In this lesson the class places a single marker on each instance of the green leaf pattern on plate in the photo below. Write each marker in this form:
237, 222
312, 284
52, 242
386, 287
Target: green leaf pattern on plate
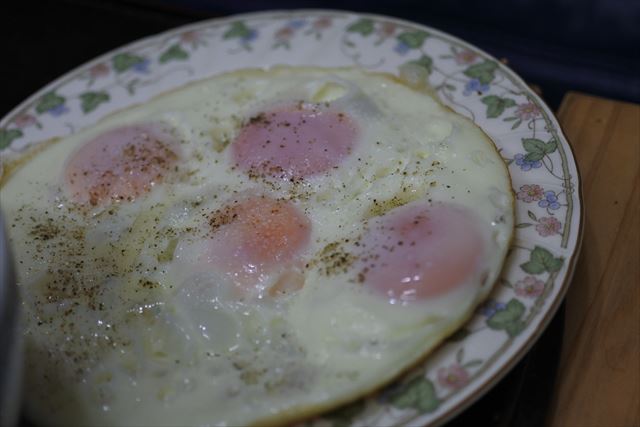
535, 153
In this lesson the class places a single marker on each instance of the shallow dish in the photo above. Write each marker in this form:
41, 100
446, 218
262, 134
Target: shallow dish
544, 174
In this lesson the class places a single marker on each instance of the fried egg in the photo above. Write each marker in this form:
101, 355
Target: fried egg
254, 248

### EXERCISE DESCRIPTION
Edit the listing from the line that contains "of the shallow" through the end of the listing, both ends included, by replacing "fried egg" with "boiled egg" and leaving everything else unchanged. Reproduce only those lines.

### TASK RESULT
In this lesson the class places a single marker on each instance of the shallow dish in the photo above. Write each marker in this form:
41, 100
446, 218
262, 134
Target: shallow dish
544, 174
In this lesson the class places a single marker on each instance of the boiled egg in the photo above. Write each marker in this form:
101, 355
Target: boiled egg
254, 248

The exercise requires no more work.